Copy the listing below word for word, from the line containing "Where is the snow-covered roof" through the last line of the listing, both included.

* _PROVIDED DATA_
= = = =
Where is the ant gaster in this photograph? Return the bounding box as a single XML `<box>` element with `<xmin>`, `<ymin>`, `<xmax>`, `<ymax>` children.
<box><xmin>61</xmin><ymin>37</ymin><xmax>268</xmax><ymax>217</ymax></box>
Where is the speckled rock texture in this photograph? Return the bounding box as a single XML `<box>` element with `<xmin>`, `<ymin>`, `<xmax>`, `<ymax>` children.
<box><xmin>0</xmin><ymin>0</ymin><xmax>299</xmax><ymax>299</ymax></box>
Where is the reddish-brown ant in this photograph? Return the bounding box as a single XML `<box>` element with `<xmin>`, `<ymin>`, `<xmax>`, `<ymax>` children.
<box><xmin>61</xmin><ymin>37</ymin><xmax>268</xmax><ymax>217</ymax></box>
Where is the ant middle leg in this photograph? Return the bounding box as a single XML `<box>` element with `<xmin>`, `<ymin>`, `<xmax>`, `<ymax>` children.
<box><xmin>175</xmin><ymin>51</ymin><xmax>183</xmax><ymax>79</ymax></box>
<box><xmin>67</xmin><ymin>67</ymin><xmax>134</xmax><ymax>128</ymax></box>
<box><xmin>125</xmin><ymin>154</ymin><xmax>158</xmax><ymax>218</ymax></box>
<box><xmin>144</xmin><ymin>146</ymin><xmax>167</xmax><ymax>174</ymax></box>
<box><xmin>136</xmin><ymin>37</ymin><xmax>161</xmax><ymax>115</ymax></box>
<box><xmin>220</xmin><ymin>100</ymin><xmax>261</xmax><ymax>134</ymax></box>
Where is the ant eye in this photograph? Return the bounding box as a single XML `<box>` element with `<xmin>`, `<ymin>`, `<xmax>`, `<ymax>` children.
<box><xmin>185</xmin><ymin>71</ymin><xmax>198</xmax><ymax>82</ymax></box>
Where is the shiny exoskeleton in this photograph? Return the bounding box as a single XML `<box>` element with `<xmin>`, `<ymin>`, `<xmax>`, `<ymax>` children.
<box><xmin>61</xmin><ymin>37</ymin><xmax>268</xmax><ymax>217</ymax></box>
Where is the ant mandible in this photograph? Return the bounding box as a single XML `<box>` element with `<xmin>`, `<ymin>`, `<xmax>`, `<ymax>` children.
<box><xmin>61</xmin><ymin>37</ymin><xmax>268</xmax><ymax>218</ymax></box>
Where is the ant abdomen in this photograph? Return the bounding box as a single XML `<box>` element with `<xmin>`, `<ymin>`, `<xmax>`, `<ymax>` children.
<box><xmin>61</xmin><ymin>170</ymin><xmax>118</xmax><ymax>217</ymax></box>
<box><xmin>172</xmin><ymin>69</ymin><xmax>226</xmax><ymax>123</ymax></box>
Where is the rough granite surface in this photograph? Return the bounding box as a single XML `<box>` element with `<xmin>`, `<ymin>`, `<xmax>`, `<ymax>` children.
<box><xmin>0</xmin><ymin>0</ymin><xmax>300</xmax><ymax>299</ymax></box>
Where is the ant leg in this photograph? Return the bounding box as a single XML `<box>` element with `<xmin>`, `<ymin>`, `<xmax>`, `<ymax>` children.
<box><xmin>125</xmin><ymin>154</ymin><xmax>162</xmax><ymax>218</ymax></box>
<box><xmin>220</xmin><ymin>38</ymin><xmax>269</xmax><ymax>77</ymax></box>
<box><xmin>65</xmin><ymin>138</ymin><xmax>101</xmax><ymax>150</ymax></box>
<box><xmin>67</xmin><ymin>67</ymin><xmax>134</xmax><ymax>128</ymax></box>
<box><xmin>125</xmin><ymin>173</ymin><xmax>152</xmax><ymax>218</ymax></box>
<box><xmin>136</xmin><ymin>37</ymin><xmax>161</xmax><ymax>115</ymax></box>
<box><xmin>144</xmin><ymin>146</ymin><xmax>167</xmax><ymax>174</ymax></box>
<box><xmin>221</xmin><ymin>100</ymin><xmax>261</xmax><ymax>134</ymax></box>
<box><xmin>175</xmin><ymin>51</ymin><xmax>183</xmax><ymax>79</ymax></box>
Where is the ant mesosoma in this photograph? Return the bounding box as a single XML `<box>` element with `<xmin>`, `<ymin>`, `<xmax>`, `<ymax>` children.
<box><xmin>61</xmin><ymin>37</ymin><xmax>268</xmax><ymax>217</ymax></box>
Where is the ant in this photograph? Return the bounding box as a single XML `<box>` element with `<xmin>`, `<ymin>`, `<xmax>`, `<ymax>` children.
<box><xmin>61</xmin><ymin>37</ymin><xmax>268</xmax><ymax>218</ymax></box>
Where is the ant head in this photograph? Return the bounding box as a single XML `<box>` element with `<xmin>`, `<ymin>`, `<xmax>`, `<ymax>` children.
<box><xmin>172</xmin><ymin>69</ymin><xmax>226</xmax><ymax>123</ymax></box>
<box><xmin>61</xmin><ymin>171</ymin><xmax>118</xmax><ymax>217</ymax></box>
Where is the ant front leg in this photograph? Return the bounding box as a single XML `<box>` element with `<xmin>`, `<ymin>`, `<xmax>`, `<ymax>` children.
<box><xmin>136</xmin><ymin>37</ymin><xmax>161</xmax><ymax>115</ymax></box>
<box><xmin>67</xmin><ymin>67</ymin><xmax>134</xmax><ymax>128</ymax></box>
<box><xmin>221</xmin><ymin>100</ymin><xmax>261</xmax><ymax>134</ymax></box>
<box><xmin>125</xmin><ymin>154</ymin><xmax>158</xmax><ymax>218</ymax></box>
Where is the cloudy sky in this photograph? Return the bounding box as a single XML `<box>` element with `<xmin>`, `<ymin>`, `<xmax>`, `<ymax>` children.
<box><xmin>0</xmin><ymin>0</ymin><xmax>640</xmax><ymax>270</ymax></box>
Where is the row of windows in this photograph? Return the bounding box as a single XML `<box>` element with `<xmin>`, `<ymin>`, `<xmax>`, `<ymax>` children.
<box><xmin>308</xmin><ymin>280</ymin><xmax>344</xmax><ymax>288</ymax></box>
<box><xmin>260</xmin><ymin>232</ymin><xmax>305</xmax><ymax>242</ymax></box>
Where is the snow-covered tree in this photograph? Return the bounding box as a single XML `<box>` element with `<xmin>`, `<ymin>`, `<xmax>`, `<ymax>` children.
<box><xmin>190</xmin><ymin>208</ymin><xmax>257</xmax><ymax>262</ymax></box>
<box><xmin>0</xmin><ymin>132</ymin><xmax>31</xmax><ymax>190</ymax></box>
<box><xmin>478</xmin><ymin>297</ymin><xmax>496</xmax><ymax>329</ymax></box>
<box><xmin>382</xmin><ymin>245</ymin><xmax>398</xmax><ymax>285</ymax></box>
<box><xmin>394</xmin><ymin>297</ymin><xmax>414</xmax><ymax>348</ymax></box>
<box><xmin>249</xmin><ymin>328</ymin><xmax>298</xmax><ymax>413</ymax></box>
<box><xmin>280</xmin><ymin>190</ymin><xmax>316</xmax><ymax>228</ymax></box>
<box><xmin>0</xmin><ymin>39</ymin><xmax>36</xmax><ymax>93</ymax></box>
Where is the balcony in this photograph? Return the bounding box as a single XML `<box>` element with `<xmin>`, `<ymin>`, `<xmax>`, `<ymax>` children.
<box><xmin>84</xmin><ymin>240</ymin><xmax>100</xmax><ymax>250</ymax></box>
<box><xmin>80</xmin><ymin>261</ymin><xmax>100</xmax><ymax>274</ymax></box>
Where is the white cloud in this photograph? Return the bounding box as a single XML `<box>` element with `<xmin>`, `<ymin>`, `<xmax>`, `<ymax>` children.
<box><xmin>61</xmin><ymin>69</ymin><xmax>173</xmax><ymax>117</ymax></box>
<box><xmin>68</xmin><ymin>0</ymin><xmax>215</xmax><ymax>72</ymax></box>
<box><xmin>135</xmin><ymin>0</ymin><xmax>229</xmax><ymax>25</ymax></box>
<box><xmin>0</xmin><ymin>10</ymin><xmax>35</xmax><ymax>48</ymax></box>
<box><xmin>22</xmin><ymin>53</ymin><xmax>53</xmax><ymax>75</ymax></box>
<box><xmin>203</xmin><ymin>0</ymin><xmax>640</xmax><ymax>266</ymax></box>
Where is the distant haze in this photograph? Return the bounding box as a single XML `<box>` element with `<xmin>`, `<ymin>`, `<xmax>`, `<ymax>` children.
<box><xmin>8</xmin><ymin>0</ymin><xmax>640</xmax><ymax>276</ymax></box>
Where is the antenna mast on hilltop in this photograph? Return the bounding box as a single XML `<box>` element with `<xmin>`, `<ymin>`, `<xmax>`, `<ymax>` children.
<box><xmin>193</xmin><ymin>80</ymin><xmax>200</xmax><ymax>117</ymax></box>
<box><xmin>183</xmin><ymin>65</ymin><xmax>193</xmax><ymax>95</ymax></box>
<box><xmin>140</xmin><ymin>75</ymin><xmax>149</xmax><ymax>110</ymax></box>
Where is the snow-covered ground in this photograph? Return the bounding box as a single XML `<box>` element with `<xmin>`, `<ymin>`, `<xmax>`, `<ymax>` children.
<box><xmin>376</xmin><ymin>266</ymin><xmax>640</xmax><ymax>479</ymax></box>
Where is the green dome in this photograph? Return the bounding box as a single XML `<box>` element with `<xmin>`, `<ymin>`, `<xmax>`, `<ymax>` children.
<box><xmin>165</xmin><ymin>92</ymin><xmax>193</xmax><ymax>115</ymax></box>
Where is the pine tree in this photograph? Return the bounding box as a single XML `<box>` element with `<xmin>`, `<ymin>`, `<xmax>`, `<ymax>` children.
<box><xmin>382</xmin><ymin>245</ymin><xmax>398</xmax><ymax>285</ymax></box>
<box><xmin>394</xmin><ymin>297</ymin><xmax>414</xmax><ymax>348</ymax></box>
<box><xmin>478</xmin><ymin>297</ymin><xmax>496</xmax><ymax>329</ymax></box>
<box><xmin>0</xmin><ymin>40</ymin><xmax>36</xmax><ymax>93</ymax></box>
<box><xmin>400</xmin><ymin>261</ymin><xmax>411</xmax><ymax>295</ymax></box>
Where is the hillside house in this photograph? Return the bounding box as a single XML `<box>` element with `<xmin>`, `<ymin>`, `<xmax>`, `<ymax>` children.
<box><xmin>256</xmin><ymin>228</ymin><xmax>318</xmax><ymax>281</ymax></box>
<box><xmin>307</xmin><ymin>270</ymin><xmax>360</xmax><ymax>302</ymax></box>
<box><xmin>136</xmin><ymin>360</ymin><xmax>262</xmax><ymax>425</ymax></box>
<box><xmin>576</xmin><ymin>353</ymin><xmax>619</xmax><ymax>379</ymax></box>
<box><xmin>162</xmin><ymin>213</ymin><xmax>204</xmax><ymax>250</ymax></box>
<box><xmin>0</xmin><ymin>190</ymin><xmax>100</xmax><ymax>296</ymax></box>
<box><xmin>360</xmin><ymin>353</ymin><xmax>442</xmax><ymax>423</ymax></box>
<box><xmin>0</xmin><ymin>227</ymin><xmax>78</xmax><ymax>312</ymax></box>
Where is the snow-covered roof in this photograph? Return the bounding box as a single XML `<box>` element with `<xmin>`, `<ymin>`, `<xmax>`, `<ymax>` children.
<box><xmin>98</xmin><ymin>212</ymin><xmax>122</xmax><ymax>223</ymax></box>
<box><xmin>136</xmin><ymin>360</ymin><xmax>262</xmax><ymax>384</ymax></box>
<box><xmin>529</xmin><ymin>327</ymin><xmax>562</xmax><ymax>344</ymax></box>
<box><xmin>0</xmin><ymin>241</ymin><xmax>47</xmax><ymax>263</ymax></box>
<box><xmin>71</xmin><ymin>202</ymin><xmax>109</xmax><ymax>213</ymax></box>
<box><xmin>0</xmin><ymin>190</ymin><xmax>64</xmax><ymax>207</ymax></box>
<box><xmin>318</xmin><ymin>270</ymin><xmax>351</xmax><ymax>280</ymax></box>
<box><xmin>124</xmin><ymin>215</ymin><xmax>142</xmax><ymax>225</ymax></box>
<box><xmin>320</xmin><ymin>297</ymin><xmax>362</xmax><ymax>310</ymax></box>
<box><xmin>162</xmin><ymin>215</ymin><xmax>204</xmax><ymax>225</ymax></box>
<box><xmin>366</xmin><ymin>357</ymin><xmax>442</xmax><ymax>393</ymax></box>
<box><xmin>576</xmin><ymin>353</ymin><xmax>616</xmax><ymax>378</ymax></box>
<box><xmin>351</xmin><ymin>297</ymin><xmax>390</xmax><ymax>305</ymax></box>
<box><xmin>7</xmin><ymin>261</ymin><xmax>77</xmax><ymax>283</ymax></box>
= = = =
* _SOLUTION_
Where is the snow-covered roof in this photograph? Return the bounding box as a single XML `<box>` element with `<xmin>`, `<ymin>`, `<xmax>`, `<ymax>` children.
<box><xmin>98</xmin><ymin>212</ymin><xmax>122</xmax><ymax>223</ymax></box>
<box><xmin>136</xmin><ymin>360</ymin><xmax>262</xmax><ymax>384</ymax></box>
<box><xmin>529</xmin><ymin>327</ymin><xmax>562</xmax><ymax>344</ymax></box>
<box><xmin>0</xmin><ymin>241</ymin><xmax>47</xmax><ymax>263</ymax></box>
<box><xmin>71</xmin><ymin>202</ymin><xmax>109</xmax><ymax>213</ymax></box>
<box><xmin>0</xmin><ymin>190</ymin><xmax>64</xmax><ymax>207</ymax></box>
<box><xmin>318</xmin><ymin>270</ymin><xmax>351</xmax><ymax>280</ymax></box>
<box><xmin>124</xmin><ymin>215</ymin><xmax>142</xmax><ymax>225</ymax></box>
<box><xmin>320</xmin><ymin>297</ymin><xmax>362</xmax><ymax>310</ymax></box>
<box><xmin>162</xmin><ymin>215</ymin><xmax>204</xmax><ymax>225</ymax></box>
<box><xmin>366</xmin><ymin>357</ymin><xmax>442</xmax><ymax>393</ymax></box>
<box><xmin>576</xmin><ymin>353</ymin><xmax>616</xmax><ymax>378</ymax></box>
<box><xmin>351</xmin><ymin>297</ymin><xmax>390</xmax><ymax>305</ymax></box>
<box><xmin>7</xmin><ymin>261</ymin><xmax>77</xmax><ymax>283</ymax></box>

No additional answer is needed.